Problem to work on >>
Show every line in the entries below that contains the word "white", matching case exactly.

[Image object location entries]
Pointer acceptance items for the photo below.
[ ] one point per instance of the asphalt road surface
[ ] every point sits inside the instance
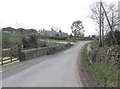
(58, 70)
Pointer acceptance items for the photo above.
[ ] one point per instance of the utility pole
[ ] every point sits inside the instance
(108, 23)
(100, 25)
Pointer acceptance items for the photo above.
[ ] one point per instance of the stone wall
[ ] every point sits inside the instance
(108, 55)
(37, 52)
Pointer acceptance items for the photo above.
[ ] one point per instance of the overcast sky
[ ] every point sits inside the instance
(40, 14)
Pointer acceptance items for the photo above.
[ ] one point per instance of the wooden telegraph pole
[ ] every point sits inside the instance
(100, 39)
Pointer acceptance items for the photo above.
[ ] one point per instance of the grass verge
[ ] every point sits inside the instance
(105, 75)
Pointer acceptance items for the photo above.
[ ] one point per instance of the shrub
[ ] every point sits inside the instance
(109, 40)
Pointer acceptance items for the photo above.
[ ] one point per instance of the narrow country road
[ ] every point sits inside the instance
(59, 70)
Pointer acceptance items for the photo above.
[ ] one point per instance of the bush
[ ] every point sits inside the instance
(109, 40)
(9, 41)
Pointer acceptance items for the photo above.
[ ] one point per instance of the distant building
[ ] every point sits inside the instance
(19, 31)
(52, 33)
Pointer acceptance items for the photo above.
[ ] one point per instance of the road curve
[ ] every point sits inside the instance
(59, 70)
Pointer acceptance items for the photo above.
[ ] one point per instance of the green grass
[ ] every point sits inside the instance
(105, 75)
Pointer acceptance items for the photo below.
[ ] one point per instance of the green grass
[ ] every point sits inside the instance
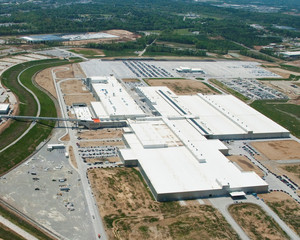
(27, 145)
(287, 115)
(22, 224)
(6, 233)
(211, 87)
(246, 213)
(229, 90)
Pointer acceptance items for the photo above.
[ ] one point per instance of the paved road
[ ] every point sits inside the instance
(222, 205)
(91, 203)
(37, 114)
(16, 229)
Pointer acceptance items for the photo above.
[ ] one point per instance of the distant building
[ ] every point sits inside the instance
(291, 55)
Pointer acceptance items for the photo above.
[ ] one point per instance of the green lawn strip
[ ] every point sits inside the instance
(23, 224)
(211, 87)
(280, 112)
(229, 90)
(26, 146)
(27, 106)
(6, 233)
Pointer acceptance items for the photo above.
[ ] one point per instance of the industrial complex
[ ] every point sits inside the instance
(176, 140)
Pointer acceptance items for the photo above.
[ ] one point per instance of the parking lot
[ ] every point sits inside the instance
(47, 189)
(253, 89)
(98, 152)
(143, 69)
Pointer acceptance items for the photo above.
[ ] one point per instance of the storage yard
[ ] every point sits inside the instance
(159, 69)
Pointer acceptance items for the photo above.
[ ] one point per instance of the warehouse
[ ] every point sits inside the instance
(215, 116)
(114, 100)
(179, 166)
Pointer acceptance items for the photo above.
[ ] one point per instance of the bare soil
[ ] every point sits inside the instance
(182, 86)
(45, 80)
(246, 164)
(72, 157)
(286, 207)
(78, 72)
(64, 72)
(101, 133)
(73, 87)
(123, 35)
(278, 150)
(83, 98)
(255, 222)
(129, 212)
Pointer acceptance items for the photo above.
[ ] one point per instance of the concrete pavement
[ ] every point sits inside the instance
(16, 229)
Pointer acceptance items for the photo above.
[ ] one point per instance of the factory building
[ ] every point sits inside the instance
(179, 163)
(4, 108)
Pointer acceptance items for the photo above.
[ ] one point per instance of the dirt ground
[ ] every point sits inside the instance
(101, 133)
(97, 52)
(101, 143)
(72, 157)
(182, 86)
(45, 80)
(278, 150)
(73, 87)
(130, 80)
(246, 164)
(254, 221)
(129, 212)
(83, 98)
(64, 72)
(286, 207)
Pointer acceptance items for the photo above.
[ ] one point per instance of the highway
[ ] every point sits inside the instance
(37, 114)
(91, 203)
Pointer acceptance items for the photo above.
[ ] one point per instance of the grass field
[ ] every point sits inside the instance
(28, 107)
(287, 115)
(22, 224)
(6, 233)
(255, 222)
(229, 90)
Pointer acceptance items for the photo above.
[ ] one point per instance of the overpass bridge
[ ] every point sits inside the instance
(94, 123)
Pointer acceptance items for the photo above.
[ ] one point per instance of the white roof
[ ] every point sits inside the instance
(246, 116)
(176, 169)
(115, 99)
(82, 113)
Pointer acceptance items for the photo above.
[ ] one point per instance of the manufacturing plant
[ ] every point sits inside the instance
(177, 147)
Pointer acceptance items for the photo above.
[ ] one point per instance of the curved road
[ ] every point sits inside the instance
(37, 114)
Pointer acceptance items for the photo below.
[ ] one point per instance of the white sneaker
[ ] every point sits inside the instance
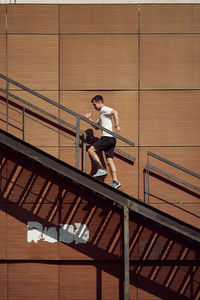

Final result >>
[ ] one point per instance of the white roof
[ ] one point per instance of the white sneaker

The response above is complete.